Copy out each line of the records below that contains the word "mountain"; uppercase and lowercase letters are to be treated as distinct.

◆ Task input:
====

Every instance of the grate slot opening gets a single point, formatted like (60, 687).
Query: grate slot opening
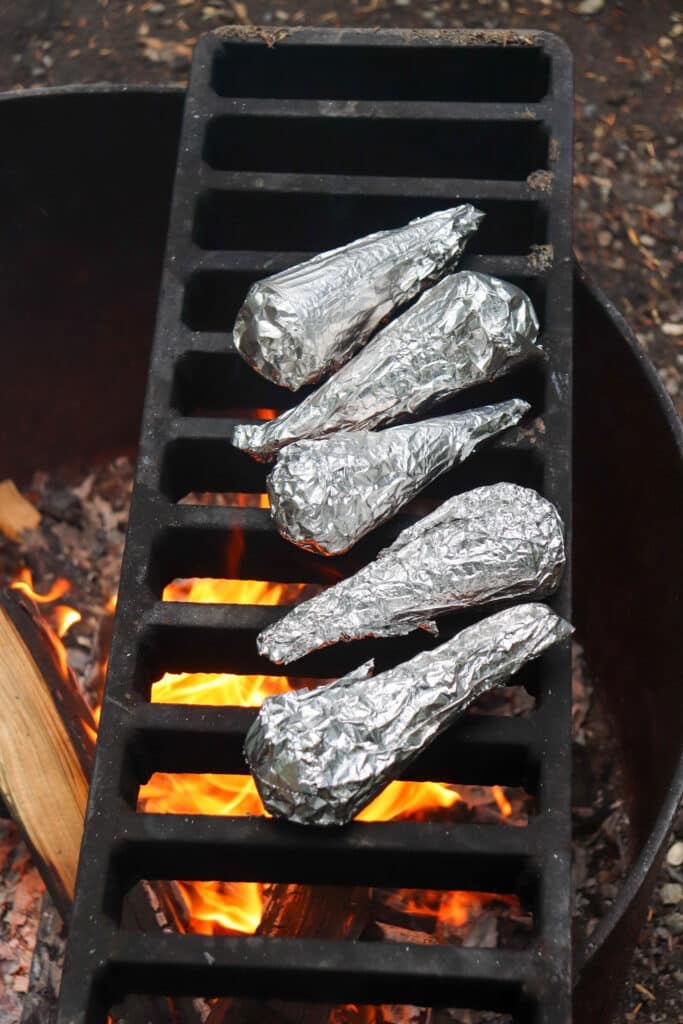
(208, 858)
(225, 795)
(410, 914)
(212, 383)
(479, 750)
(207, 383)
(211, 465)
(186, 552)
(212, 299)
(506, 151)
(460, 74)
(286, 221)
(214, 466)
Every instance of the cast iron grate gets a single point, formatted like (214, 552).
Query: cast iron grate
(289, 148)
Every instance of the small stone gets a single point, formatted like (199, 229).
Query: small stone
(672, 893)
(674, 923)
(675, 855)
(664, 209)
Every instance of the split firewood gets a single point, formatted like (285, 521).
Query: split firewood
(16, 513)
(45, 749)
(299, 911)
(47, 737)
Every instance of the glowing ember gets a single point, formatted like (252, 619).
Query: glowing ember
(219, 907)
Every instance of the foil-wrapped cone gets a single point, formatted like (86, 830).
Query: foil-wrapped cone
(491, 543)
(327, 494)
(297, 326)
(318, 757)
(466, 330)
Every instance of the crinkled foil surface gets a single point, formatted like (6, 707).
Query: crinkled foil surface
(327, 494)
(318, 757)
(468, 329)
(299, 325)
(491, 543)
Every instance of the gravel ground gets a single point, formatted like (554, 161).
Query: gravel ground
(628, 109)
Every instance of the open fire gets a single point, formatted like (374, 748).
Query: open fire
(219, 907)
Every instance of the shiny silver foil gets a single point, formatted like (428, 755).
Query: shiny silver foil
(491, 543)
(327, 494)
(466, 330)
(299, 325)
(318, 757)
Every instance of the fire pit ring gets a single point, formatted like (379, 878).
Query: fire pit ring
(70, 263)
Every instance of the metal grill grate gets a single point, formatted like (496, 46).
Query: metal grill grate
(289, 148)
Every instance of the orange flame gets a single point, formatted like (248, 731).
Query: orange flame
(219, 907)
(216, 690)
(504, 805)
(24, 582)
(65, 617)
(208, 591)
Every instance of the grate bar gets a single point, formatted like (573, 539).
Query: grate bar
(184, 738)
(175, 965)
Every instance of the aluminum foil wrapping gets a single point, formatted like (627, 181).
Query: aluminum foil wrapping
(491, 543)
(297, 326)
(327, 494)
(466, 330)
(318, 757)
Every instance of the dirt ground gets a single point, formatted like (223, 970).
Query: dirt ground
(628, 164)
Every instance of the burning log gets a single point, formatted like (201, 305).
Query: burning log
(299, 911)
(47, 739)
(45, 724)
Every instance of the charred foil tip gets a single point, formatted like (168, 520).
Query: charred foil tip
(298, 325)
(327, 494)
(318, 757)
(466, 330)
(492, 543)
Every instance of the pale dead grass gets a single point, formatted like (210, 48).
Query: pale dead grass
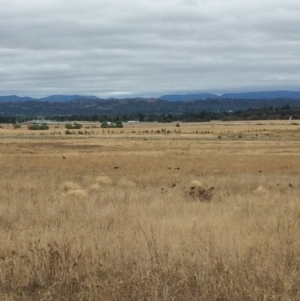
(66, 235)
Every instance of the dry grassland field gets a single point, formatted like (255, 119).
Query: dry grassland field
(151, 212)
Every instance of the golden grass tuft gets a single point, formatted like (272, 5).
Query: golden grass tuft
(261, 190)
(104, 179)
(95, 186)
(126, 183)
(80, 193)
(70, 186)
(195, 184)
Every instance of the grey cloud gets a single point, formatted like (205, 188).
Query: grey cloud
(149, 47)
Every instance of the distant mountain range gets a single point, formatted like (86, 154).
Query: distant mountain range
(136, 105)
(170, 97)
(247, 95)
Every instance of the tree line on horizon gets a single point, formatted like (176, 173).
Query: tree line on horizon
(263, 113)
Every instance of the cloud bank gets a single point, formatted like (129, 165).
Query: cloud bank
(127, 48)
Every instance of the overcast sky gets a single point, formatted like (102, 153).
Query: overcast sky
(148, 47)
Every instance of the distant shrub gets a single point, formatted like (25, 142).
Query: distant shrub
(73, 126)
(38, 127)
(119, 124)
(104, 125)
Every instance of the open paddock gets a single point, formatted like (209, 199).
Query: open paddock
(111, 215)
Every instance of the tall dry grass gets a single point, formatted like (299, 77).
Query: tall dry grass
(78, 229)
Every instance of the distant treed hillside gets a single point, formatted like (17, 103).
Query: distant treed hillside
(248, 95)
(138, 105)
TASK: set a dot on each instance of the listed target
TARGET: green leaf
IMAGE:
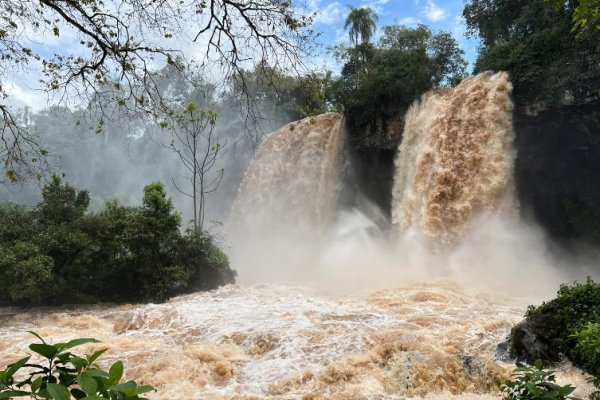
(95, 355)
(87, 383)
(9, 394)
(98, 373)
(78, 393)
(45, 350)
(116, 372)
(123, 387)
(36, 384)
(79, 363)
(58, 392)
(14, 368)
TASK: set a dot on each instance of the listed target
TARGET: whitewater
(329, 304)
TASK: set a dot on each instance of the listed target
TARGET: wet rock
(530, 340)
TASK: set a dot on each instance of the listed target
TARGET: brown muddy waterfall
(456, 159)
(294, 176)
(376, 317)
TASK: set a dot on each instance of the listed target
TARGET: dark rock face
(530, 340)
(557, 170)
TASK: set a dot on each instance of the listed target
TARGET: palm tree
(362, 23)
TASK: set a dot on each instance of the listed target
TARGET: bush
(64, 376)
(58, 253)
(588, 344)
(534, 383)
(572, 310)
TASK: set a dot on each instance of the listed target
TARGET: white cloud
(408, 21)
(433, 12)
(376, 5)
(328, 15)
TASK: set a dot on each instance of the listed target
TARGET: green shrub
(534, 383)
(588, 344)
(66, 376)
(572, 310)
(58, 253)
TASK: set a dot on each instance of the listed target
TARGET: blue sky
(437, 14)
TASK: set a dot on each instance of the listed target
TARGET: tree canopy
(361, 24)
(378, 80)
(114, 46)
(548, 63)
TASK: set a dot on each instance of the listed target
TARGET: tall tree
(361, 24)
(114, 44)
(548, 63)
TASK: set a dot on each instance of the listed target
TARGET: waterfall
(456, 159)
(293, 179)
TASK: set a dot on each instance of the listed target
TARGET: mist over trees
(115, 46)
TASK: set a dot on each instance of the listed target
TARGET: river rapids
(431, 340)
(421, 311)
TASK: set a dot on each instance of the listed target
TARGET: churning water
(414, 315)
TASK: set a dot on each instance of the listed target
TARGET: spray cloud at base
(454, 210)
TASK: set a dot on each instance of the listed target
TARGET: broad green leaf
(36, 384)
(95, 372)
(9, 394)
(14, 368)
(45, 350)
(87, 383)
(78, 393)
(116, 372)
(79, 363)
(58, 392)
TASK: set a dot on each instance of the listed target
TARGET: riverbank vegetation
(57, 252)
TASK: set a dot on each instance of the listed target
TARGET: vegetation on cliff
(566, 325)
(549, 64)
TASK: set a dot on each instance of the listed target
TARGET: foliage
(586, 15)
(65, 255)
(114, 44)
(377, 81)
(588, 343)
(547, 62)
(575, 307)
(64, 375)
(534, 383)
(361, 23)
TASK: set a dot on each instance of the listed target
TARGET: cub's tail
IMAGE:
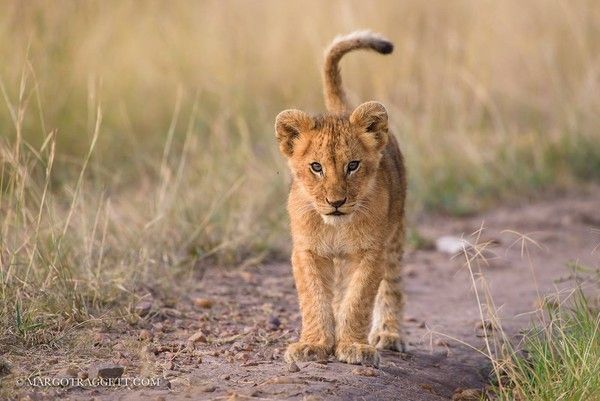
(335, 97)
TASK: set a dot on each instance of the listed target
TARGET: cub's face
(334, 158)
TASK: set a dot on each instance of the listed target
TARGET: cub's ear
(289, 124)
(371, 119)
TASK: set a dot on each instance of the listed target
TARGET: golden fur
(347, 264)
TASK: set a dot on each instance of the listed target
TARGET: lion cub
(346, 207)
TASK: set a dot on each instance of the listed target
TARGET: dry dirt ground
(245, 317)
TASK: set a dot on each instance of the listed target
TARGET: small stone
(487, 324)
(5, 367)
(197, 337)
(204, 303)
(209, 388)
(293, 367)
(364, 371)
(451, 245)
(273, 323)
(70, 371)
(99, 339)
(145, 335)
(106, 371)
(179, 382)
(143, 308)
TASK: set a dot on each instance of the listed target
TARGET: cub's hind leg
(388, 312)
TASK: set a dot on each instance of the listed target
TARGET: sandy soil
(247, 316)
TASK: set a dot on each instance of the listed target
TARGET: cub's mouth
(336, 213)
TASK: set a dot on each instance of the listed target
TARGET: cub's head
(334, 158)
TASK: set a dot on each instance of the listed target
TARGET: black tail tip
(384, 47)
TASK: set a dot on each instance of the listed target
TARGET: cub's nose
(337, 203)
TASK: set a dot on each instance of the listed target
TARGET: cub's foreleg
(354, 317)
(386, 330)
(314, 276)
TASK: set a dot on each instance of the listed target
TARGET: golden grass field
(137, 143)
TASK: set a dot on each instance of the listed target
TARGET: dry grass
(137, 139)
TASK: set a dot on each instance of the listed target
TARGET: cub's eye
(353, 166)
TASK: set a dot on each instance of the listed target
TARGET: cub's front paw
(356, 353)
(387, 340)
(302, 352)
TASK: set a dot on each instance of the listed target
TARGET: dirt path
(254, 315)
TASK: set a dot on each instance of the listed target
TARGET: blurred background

====

◆ The completed task:
Every instance of the distant mountain range gets a single point, formatted like (86, 154).
Query: distant mountain range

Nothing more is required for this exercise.